=== TASK INSTRUCTIONS ===
Each line in the records below, from the one that contains "Target: cluster of skyscraper" to the one that contains "Reviewer note: every instance of the distant building", should be reproduced exactly, the first and last included.
=== DATASET EXTRACT ===
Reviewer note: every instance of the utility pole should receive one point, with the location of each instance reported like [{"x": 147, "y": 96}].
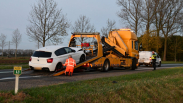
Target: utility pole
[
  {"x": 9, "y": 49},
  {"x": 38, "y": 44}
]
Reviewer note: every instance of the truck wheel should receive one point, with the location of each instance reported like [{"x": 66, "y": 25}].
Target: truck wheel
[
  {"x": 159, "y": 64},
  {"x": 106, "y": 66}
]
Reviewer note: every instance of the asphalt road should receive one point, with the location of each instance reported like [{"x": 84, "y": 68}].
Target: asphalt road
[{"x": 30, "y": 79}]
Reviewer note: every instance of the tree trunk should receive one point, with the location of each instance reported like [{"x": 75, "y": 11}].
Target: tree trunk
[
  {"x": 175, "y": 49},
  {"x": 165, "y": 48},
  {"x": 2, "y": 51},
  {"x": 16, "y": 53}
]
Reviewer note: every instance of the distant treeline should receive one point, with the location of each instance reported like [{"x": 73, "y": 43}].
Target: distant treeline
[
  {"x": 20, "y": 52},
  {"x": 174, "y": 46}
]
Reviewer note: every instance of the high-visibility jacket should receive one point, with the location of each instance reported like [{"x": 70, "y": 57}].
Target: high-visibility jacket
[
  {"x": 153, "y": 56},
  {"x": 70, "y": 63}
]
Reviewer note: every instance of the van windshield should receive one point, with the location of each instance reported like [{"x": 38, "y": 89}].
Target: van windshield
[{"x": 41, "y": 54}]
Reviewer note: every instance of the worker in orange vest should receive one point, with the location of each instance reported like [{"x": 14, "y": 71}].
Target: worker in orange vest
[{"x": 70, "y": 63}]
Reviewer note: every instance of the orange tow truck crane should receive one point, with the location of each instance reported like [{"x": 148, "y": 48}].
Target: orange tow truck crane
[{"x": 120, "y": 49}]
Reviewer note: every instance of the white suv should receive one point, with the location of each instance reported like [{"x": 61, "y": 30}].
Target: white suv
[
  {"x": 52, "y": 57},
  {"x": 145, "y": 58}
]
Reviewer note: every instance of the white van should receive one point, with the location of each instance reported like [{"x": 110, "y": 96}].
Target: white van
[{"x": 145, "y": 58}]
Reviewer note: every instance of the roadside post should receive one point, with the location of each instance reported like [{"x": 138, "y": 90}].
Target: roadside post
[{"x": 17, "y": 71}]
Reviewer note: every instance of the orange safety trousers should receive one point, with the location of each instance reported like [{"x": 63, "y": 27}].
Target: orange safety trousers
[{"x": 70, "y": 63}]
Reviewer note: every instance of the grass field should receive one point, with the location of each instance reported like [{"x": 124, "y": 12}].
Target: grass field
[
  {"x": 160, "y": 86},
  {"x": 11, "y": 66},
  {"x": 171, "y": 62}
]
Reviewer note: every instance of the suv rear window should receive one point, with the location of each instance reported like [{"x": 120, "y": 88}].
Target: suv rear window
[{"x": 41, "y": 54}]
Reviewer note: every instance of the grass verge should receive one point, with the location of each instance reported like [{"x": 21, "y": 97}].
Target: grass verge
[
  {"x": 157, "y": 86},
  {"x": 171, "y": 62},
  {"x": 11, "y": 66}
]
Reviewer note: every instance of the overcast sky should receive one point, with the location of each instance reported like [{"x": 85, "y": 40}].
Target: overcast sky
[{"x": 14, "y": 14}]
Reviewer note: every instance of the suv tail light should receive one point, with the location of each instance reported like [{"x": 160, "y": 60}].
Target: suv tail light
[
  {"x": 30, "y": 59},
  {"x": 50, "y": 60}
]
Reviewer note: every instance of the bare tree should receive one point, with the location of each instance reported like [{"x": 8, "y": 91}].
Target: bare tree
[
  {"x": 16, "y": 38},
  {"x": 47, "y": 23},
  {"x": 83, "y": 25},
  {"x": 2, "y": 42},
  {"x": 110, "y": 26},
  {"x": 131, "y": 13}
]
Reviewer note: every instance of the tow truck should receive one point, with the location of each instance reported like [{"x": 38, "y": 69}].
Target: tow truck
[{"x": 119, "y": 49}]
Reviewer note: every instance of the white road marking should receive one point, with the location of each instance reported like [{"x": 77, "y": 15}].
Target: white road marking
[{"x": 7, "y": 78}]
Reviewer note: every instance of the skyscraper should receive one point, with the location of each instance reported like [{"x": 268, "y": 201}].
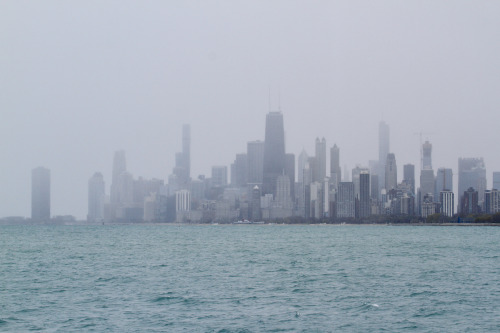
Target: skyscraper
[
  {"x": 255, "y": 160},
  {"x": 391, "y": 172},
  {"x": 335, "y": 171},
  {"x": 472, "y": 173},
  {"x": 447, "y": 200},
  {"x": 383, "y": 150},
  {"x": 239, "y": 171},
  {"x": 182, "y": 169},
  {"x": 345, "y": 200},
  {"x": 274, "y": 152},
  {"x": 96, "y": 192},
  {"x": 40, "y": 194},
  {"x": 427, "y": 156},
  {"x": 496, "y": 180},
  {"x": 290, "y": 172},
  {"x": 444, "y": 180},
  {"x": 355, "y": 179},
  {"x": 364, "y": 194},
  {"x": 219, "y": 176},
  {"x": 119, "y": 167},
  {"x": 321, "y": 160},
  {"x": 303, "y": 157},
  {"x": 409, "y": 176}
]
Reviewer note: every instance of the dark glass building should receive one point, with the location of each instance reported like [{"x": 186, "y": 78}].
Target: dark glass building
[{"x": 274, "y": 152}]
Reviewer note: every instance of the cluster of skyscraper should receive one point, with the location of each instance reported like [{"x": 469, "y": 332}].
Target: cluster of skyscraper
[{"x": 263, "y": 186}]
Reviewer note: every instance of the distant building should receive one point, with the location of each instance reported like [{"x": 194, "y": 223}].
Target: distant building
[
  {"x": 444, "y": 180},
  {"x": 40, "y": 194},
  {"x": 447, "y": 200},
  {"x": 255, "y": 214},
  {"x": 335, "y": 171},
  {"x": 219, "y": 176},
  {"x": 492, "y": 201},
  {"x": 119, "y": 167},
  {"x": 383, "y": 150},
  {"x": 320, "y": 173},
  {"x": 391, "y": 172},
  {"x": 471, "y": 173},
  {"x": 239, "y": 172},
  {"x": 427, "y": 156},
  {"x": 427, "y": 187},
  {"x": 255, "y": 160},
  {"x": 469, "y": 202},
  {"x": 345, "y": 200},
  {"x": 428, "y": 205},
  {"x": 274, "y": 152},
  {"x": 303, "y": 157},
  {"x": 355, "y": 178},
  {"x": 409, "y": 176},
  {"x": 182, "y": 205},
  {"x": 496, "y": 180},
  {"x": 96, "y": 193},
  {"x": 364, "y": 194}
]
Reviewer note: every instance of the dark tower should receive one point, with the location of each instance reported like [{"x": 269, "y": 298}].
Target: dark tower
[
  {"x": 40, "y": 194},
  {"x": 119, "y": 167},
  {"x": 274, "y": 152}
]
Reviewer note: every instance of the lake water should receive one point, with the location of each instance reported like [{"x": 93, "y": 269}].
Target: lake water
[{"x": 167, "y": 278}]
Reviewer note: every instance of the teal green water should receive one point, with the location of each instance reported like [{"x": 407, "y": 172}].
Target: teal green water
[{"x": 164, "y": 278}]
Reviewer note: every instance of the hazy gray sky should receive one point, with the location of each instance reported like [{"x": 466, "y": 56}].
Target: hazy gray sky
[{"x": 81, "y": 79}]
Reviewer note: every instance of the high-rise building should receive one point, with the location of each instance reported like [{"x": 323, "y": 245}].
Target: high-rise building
===
=== EXERCISE OUTPUT ===
Target: cluster of skyscraper
[{"x": 263, "y": 186}]
Reviewer note: every instance of the distant building should receive one point, with the location of each instance reported like [{"x": 194, "y": 223}].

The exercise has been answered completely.